[Stored data]
· · · · ·
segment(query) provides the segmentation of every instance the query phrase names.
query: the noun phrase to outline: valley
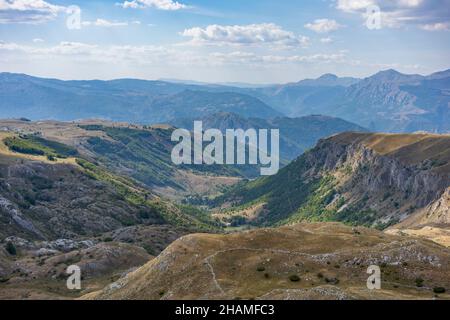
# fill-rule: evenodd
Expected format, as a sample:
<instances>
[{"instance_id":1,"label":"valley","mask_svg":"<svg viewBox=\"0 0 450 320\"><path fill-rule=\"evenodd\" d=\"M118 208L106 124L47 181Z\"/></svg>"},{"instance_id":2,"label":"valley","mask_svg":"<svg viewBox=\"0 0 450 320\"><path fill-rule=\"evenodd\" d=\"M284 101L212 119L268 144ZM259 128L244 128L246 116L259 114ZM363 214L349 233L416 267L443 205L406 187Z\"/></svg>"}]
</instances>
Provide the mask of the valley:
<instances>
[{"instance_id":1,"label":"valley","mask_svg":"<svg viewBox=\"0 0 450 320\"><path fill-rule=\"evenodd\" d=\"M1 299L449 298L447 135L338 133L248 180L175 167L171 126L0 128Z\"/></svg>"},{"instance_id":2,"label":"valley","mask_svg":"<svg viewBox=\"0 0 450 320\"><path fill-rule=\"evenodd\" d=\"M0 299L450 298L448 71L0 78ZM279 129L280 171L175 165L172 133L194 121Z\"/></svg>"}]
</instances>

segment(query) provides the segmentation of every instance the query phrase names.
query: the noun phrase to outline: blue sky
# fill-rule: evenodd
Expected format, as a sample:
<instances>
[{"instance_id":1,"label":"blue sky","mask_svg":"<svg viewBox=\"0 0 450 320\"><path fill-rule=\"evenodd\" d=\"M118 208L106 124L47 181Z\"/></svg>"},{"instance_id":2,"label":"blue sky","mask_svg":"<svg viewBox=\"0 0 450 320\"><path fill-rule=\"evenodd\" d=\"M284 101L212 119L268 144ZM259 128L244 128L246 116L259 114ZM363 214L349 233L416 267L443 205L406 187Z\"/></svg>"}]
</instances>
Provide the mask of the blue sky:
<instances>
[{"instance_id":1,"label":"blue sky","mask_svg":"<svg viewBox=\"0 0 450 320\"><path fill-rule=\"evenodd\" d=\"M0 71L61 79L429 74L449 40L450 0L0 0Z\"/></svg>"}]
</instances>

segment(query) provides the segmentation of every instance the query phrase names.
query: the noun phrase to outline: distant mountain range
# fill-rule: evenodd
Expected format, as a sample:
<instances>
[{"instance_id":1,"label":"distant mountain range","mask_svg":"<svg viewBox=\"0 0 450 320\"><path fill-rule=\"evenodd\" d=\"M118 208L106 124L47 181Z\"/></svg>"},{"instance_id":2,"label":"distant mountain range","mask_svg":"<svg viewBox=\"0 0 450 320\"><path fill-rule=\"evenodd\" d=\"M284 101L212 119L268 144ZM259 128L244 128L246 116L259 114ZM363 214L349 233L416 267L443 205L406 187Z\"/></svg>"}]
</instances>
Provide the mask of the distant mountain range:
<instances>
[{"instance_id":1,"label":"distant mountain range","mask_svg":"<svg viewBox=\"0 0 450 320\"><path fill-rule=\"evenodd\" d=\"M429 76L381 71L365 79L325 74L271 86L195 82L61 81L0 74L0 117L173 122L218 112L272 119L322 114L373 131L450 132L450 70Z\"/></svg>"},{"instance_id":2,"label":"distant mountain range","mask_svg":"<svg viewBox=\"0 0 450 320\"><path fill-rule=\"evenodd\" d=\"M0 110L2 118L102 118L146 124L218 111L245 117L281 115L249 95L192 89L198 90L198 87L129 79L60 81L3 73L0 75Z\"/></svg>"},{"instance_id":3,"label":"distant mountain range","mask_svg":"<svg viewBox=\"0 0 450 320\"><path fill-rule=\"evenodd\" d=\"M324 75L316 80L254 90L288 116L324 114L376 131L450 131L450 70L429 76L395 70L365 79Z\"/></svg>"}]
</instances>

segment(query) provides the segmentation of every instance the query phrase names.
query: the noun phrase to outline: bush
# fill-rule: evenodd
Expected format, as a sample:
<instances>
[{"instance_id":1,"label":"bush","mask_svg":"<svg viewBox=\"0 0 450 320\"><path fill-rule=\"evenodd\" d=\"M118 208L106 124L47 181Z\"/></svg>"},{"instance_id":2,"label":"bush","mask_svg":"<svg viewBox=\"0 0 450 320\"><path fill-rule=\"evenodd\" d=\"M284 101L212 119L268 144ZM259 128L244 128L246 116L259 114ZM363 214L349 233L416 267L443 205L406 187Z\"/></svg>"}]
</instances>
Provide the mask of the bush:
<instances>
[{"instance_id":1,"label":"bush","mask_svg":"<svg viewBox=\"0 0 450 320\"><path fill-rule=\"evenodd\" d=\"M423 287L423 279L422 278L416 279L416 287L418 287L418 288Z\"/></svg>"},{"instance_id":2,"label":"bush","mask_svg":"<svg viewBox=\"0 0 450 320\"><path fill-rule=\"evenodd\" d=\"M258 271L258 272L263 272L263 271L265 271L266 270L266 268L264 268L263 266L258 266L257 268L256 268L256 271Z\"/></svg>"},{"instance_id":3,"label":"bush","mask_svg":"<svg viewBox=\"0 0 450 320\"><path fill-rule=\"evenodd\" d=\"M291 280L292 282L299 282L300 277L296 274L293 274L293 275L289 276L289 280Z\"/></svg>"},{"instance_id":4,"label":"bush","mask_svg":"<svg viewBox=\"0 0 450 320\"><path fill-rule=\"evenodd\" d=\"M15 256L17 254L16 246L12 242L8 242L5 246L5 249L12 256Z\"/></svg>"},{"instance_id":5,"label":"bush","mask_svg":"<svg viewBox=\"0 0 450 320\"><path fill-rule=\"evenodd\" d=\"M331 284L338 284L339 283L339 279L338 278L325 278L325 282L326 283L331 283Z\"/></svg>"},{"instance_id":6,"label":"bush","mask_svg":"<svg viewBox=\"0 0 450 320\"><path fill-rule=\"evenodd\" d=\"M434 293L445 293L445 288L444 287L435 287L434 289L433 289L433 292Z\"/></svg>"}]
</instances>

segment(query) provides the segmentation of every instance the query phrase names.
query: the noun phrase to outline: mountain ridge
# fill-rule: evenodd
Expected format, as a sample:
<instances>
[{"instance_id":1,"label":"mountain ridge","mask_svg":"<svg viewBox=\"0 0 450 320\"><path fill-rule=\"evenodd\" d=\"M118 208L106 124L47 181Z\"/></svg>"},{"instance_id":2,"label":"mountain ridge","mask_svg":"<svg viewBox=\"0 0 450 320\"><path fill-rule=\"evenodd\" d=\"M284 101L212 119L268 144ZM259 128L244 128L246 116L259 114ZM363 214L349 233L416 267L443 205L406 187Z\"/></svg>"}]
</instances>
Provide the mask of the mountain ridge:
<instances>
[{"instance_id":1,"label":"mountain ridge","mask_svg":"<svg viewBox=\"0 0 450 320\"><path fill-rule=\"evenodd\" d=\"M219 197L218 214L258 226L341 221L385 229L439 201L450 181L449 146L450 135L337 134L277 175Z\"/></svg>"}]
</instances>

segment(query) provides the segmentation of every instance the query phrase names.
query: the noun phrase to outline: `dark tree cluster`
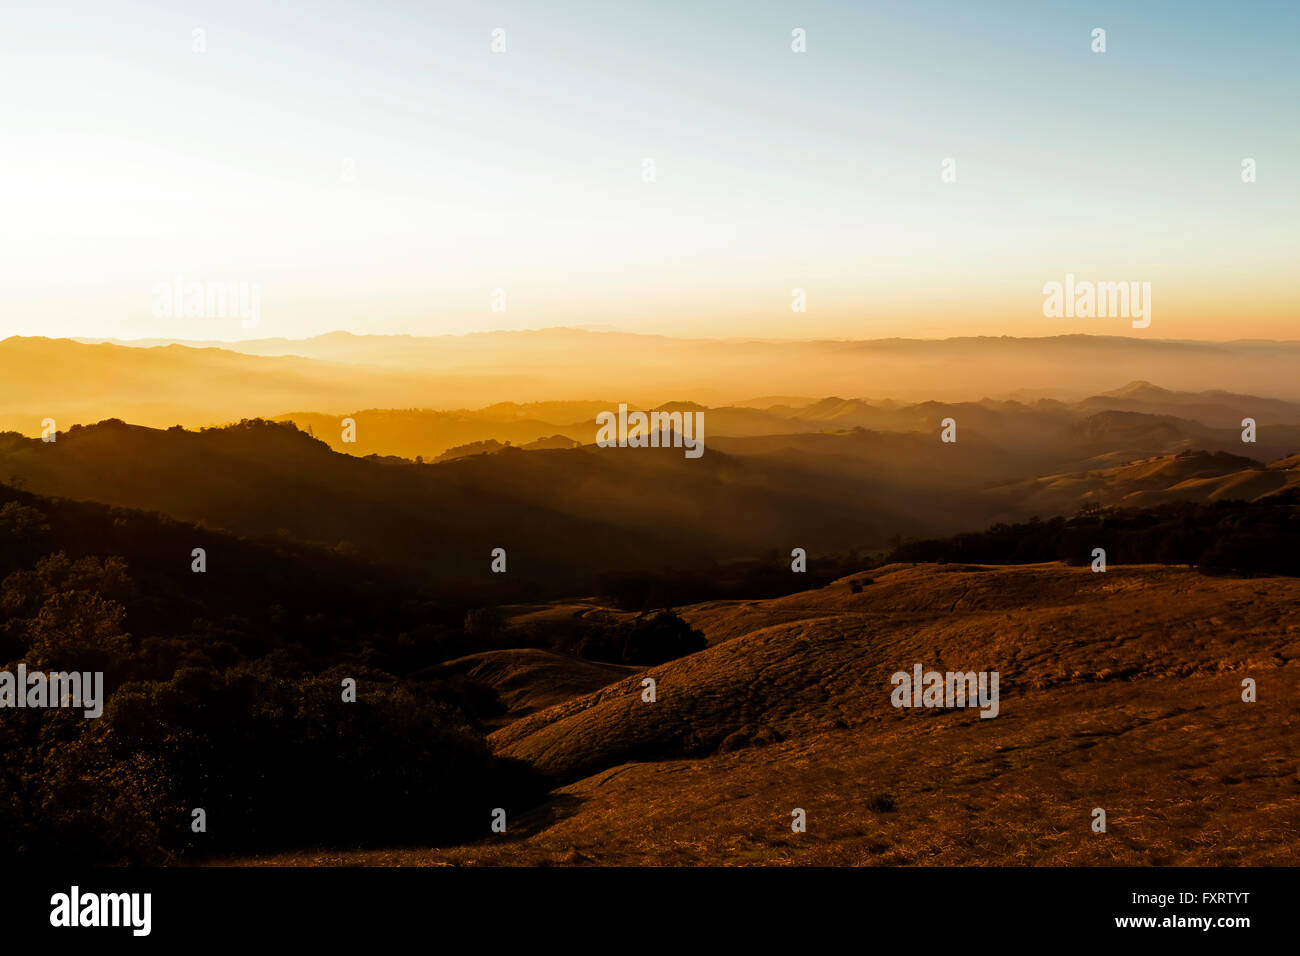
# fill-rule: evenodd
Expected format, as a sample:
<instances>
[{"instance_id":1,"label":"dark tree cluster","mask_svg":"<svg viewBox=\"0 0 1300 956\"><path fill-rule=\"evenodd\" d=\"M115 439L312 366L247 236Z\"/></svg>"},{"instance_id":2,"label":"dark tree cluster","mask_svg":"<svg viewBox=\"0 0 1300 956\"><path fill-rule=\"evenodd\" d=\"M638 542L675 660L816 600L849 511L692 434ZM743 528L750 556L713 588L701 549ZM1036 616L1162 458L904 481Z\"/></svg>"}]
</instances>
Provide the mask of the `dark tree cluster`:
· · · · ·
» **What you are asked to do**
The answer must consist of each line from the entries that contains the string "noun".

» **Answer area**
query: the noun phrase to outline: valley
query: the noun phrase to outline: blue sky
query: the noun phrase to outline: distant mountain range
query: the noun phrase to outline: bush
query: the noun phrase to outline: mountain ridge
query: the noun phrase to outline: `dark tree cluster`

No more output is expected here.